Image segmentation entries

## START

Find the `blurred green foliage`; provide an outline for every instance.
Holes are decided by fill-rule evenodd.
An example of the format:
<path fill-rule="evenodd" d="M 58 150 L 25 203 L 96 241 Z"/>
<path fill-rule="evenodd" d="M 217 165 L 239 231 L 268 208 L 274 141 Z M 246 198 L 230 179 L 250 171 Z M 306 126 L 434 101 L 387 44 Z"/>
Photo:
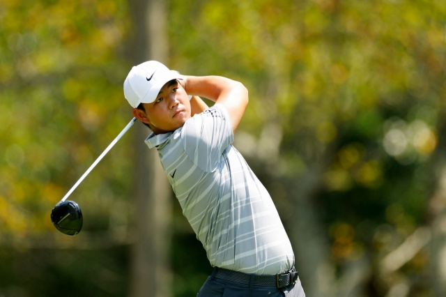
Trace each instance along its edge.
<path fill-rule="evenodd" d="M 247 86 L 236 146 L 285 222 L 291 192 L 300 190 L 285 181 L 318 169 L 314 199 L 339 271 L 364 254 L 380 259 L 429 223 L 435 165 L 445 149 L 446 2 L 171 0 L 168 13 L 169 66 Z M 0 295 L 52 296 L 49 284 L 36 284 L 66 282 L 77 295 L 126 294 L 130 136 L 70 197 L 86 206 L 76 238 L 93 250 L 54 234 L 49 218 L 131 119 L 122 92 L 130 23 L 122 0 L 0 1 Z M 174 271 L 174 291 L 194 295 L 209 268 L 175 214 L 172 263 L 182 268 Z M 111 243 L 106 252 L 95 234 Z M 20 254 L 38 260 L 24 264 L 36 273 L 24 283 L 13 268 Z M 190 254 L 197 266 L 187 265 Z M 426 279 L 429 257 L 422 250 L 403 273 Z M 77 260 L 53 265 L 66 257 Z M 83 282 L 96 275 L 86 266 L 111 271 L 110 280 L 119 280 L 114 293 L 105 281 Z M 383 296 L 370 282 L 364 296 Z M 429 282 L 419 283 L 418 292 L 429 294 Z"/>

## END

→ **EXERCISE AIM**
Copy the lines of the entries word for word, from the very start of the entries through the line containing "Trace each instance along its edge.", keeping both ends. Leave the pictures out of your copy.

→ **RESULT FOR THIS EXERCISE**
Find the `blurred green foliage`; provide an outline for every instance.
Holes are decided by fill-rule evenodd.
An example of the format:
<path fill-rule="evenodd" d="M 58 150 L 25 203 L 96 241 Z"/>
<path fill-rule="evenodd" d="M 217 165 L 239 231 L 268 208 L 274 141 Z M 246 198 L 230 179 L 250 171 Z M 306 126 L 434 101 L 387 44 Z"/>
Photo:
Trace each instance along its edge.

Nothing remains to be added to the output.